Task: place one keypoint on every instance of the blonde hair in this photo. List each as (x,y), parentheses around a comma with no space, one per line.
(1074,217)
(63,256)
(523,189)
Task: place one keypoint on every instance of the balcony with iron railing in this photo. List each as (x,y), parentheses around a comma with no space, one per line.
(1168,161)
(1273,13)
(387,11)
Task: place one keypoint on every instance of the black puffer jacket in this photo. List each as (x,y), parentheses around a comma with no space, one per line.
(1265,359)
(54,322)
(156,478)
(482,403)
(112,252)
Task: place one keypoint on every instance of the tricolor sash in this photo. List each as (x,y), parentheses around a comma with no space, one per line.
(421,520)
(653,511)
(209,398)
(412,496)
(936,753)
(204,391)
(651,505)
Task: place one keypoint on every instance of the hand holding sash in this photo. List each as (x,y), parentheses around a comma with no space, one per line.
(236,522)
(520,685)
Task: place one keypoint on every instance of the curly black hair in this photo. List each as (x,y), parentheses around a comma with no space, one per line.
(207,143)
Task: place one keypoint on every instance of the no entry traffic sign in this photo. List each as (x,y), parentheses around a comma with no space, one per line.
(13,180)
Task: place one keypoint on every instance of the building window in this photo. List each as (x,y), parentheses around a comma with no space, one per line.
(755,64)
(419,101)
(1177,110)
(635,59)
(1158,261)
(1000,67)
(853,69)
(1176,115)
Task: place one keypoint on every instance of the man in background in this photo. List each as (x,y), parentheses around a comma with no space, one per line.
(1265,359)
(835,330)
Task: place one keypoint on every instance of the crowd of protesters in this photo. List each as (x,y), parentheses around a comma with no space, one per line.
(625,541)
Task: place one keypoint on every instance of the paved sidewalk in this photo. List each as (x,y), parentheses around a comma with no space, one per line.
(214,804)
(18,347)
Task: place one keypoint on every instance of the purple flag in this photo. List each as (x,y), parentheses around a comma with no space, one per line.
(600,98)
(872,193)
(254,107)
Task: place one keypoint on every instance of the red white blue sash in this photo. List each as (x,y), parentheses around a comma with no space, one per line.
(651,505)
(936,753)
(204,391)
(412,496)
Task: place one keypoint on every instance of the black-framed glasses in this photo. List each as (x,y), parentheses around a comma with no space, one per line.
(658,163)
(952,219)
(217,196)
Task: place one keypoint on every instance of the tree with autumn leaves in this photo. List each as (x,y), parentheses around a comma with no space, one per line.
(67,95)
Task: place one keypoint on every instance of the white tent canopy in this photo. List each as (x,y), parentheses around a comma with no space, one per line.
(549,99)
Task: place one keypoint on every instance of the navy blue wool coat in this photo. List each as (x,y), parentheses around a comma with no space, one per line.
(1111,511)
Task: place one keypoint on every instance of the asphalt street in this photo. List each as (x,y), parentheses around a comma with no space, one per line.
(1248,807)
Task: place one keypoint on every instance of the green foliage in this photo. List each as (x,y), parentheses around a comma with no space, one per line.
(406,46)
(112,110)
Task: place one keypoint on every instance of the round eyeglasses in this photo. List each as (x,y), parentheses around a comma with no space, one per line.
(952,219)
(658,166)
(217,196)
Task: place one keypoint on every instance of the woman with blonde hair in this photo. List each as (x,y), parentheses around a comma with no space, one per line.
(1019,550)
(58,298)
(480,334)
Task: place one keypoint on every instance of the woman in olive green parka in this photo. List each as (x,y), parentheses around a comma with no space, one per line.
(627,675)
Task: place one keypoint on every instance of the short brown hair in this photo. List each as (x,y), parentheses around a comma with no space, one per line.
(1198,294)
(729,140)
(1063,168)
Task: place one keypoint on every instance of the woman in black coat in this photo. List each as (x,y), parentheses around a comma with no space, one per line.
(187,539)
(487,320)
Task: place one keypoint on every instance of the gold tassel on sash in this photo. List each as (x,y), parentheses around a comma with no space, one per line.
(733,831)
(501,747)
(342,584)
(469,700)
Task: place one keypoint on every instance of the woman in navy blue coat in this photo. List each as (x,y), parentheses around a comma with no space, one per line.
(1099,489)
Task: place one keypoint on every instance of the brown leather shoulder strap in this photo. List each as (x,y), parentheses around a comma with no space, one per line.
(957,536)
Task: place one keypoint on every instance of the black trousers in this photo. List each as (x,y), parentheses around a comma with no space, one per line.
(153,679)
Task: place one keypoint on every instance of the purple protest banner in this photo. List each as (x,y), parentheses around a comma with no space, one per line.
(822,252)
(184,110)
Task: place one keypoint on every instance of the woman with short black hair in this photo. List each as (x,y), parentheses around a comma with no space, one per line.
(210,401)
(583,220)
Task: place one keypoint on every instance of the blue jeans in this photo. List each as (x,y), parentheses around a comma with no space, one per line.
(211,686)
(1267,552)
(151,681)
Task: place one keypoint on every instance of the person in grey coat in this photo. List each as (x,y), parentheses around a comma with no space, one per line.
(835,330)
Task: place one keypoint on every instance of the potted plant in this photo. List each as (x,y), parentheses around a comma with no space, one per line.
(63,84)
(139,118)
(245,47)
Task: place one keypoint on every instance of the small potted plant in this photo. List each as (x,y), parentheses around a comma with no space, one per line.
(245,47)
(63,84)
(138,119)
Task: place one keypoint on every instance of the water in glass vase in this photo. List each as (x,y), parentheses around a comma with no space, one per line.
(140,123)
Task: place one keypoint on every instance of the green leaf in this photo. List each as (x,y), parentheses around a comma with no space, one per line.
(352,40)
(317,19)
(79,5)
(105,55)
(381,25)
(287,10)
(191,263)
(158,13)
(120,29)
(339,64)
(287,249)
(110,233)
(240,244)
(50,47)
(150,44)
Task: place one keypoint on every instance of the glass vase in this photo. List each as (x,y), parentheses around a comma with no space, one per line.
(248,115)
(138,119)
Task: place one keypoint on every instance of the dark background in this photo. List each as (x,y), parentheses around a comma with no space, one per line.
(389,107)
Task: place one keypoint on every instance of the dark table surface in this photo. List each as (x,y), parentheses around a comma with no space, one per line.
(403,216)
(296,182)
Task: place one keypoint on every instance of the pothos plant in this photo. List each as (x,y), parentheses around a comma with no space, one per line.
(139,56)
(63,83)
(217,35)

___

Set out the records above as a numbered list, from the line containing "the dark background" up to and including the last line of the records, omitting any blank lines.

1. Task: place one keypoint on every instance of the dark background in this photo. List each as (x,y), parentheses around a comma with no space, one per line.
2. (389,107)
3. Task: place one keypoint on every instance of the dark table surface in this photo. List each as (x,y), parentheses around a comma with no space, one per line.
4. (403,216)
5. (296,182)
6. Task: place one keypoint on every instance of the pothos plant in this photo. List each as (x,y), parentheses around a comma with no space, one per line.
7. (139,56)
8. (63,83)
9. (217,35)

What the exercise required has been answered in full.